Records from a point labeling set:
-------------------------

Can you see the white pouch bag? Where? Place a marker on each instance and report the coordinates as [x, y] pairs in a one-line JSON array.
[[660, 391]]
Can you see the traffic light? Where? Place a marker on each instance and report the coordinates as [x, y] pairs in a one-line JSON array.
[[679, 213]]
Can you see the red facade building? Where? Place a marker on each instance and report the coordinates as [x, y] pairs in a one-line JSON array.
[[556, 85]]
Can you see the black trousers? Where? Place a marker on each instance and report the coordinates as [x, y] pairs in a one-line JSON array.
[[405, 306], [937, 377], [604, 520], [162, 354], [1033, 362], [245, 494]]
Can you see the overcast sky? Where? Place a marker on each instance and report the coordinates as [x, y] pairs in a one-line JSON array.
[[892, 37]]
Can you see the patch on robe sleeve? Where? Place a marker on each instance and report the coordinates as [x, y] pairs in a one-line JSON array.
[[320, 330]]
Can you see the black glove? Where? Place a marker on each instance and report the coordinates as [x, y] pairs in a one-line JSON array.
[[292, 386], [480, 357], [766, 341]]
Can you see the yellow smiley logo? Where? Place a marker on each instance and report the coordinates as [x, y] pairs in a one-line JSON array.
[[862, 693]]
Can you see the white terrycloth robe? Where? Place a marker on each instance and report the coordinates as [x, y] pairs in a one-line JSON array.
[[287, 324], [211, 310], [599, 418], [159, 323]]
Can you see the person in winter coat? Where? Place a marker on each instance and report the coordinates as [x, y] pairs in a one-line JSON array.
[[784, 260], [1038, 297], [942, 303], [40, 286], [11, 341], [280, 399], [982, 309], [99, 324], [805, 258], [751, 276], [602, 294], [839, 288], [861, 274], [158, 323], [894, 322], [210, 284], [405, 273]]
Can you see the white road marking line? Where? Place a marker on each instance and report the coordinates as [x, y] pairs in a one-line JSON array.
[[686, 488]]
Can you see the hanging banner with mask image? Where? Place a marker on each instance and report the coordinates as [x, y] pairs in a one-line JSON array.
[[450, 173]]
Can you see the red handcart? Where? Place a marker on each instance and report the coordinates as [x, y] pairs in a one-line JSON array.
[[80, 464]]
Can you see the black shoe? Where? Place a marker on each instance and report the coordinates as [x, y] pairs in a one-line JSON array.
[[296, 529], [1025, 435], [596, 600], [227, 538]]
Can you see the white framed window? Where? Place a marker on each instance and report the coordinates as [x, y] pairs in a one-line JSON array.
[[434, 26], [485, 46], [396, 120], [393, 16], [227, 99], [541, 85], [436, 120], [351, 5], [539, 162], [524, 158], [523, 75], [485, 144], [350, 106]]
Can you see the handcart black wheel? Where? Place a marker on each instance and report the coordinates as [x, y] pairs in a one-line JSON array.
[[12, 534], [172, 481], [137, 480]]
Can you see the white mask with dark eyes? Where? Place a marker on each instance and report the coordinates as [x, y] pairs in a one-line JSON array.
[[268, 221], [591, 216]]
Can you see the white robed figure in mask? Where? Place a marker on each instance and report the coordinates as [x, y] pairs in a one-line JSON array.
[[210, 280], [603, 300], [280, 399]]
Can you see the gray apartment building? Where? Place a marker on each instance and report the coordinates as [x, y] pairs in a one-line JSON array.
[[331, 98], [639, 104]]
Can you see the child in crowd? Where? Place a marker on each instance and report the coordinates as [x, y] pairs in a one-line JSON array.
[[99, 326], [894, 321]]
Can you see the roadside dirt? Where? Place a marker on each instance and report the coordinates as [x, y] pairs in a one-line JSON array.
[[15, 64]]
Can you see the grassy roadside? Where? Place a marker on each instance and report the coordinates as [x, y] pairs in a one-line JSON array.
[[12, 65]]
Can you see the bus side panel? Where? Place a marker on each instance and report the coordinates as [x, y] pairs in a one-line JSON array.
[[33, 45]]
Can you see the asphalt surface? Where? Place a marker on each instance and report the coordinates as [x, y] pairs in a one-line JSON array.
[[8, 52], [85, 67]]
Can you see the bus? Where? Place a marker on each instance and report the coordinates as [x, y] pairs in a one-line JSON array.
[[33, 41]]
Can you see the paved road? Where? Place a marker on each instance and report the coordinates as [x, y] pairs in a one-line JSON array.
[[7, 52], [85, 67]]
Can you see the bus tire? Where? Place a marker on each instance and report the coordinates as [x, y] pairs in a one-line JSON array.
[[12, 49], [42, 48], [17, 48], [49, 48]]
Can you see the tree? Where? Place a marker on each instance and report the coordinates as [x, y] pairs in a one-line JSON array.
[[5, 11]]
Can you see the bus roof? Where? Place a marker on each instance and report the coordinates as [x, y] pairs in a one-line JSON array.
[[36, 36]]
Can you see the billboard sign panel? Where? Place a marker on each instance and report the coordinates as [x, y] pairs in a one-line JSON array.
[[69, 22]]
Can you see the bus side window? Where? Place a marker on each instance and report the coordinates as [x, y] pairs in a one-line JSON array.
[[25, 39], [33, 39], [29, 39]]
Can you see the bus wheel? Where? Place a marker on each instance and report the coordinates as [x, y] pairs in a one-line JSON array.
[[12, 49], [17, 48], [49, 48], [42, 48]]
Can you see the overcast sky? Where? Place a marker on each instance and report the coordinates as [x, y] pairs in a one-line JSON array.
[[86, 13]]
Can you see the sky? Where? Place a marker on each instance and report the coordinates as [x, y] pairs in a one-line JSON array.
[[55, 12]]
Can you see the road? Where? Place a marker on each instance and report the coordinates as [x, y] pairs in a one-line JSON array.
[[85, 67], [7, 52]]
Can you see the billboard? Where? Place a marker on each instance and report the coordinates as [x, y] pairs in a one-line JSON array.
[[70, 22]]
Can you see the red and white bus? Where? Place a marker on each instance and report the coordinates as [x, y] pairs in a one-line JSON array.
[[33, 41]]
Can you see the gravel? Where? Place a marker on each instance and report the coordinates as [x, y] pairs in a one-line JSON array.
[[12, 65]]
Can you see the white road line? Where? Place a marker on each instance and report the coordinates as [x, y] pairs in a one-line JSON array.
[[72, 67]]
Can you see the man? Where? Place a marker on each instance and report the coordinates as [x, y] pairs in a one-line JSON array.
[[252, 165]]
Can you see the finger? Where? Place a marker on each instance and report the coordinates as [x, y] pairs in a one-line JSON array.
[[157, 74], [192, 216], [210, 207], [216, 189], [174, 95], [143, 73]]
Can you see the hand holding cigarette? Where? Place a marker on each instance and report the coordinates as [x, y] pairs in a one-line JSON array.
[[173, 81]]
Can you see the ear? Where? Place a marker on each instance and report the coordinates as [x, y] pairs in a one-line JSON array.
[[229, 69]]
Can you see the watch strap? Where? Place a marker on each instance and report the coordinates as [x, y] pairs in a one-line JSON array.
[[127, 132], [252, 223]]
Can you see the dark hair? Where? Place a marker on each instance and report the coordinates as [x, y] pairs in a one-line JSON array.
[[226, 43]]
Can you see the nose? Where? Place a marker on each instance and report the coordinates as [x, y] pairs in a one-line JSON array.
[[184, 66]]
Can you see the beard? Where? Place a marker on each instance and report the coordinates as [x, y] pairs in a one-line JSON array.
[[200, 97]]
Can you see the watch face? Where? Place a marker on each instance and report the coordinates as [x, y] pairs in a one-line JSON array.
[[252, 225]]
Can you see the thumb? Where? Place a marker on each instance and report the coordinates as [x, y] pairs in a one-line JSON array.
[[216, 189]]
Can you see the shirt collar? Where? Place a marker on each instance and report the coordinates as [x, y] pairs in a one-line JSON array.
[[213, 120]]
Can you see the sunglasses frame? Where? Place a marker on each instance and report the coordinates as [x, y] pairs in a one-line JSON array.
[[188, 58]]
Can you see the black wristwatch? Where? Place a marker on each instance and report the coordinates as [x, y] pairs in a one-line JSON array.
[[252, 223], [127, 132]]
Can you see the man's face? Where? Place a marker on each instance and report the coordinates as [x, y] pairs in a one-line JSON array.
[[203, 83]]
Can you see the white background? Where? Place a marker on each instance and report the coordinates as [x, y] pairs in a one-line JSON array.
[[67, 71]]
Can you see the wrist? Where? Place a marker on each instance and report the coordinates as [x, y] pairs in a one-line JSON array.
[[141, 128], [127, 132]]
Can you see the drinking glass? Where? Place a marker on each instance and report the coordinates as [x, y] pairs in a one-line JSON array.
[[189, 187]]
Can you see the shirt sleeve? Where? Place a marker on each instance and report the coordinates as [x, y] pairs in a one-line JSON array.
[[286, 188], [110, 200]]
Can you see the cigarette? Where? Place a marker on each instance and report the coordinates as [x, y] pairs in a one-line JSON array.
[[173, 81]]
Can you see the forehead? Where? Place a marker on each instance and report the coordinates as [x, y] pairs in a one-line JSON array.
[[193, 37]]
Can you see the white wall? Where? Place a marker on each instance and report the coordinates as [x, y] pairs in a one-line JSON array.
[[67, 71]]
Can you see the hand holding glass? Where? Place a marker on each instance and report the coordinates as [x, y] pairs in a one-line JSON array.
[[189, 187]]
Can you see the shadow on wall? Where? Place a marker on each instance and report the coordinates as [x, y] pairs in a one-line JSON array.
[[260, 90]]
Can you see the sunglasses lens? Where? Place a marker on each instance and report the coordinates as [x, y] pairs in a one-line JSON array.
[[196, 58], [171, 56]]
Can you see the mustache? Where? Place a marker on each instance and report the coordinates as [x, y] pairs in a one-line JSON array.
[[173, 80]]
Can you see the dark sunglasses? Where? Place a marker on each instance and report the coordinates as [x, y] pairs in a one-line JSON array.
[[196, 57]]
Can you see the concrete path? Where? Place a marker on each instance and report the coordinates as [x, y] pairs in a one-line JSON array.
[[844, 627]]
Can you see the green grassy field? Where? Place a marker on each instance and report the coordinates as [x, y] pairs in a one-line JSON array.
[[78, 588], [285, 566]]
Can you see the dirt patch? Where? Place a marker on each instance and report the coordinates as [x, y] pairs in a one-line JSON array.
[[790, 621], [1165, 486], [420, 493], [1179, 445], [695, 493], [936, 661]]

-------------------------

● **GOAL OF THE EXERCISE**
In the listing above, find the line with "Can you see the white wall?" and set down that line and all after it exactly, through the final line.

● **SOLUTION FOR THIS TASK**
Can you see the white wall? Where? Place a marker on each instance and report the coordinates as [x, y] pairs in a one-line JSON array.
[[67, 71]]
Can you see the hand holding glass? Where? Place a marker on each instance and report the coordinates as [x, y] pairs in a one-line JSON array.
[[189, 187]]
Can you see the shadow on wall? Where? Place a marker on each instance and report the coordinates as [x, y] pairs in a one-line JSON array.
[[260, 90]]
Can you see the sunglasses lens? Where? Place a marker on each instance and report the coordinates as [x, y] pairs in a one-line JSON array.
[[196, 58], [171, 56]]
Can you see the mustache? Where? Place a marker on each instance and report the coordinates as [x, y] pairs in a one-line JSON array.
[[173, 80]]
Can you see the dark sunglasses? Where? Place a marker on each instance and report the coordinates as [x, y] pairs in a one-line JSON array.
[[196, 57]]
Can you see the concrete path? Where? Place a marker on each instance and report the coordinates as [x, y] pairs in a one-line JSON array.
[[844, 627]]
Can you see the green grassy field? Where? Place a marker on each instance and report the coordinates as [x, y] pairs in a one-line JSON array.
[[78, 588], [285, 566]]
Can you see the dirt patch? Where? Place a marker on each instance and report the coordinates as [x, y] pairs in a one-line JSON array.
[[790, 621], [1165, 486], [420, 493], [1179, 445], [695, 493], [936, 661]]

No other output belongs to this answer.